** TAREA 1 **
Resume en menos palabras el párrafo del extracto facilitado que empieza por "A la par que avanzo en el libro" y conserva sus datos principales.
** TAREA 2 **
Imprime sin cambios el pasaje del extracto facilitado que empieza con "Entre la hipótesis" y sigue hasta "es una burla.".
──────── EXTRACTO FACILITADO ────────
Entre la hipótesis y la pregunta me acabo encontrado con mi habitual escepticismo, avivado en esta ocasión por el hastío que me produce la cada vez más imperante mitificación de la genética, esa que supone que en unos años seremos capaces de descifrar las conductas humanas en términos de la expresión de uno u otro gen, lo que finalmente permitiría listar en un manual de vida el catálogo completo de reacciones químicas asociadas a cada una de las posibilidades de nuestro comportamiento. Soy completamente consciente de que efectivamente es así, que la vida es un proceso químico largo y pesado, pero confiar en nuestra capacidad de hacer una lista completa es una burla.

A la par que avanzo en el libro (un capítulo dedicado a los celos del macho en Otelo, la elección del semental en las novelas de Austen, el complejo de virgen y puta en una novela de Hardy) descubro que el ambicioso proyecto inicial estrecha sus miras, y que todos los casos estudiados sólo se ocupan de la biología de la reproducción. Es entonces cuando me pregunto si el propósito inicial del ensayo se ha convertido, al menos en mi camino, en otro.
──────── SEGMENTO DE DATOS ────────
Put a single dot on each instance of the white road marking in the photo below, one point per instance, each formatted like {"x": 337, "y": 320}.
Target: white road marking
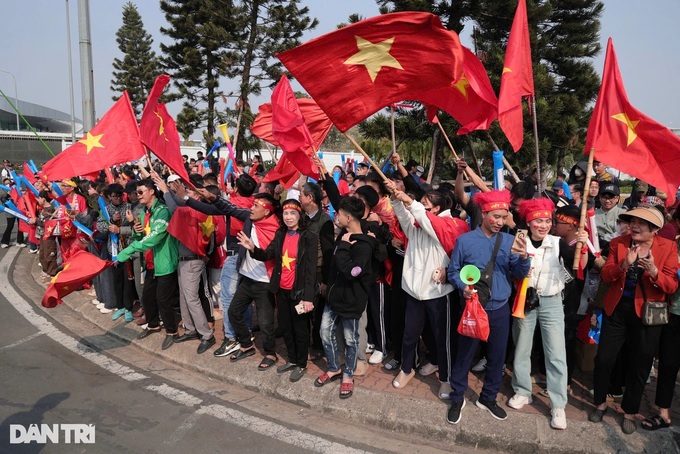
────────
** SOLUCIÓN DESARROLLADA 1 **
Al avanzar en el libro, que tiene capítulos sobre los celos del macho en Otelo, la elección del semental en las novelas de Austen y el complejo de virgen y puta en una novela de Hardy, veo que el ambicioso proyecto inicial se estrecha. Todos los casos tratan solo la biología de la reproducción. Me pregunto entonces si, al menos en mi lectura, el propósito inicial del ensayo se ha convertido en otro.

** SOLUCIÓN DESARROLLADA 2 **
Entre la hipótesis y la pregunta me acabo encontrado con mi habitual escepticismo, avivado en esta ocasión por el hastío que me produce la cada vez más imperante mitificación de la genética, esa que supone que en unos años seremos capaces de descifrar las conductas humanas en términos de la expresión de uno u otro gen, lo que finalmente permitiría listar en un manual de vida el catálogo completo de reacciones químicas asociadas a cada una de las posibilidades de nuestro comportamiento. Soy completamente consciente de que efectivamente es así, que la vida es un proceso químico largo y pesado, pero confiar en nuestra capacidad de hacer una lista completa es una burla.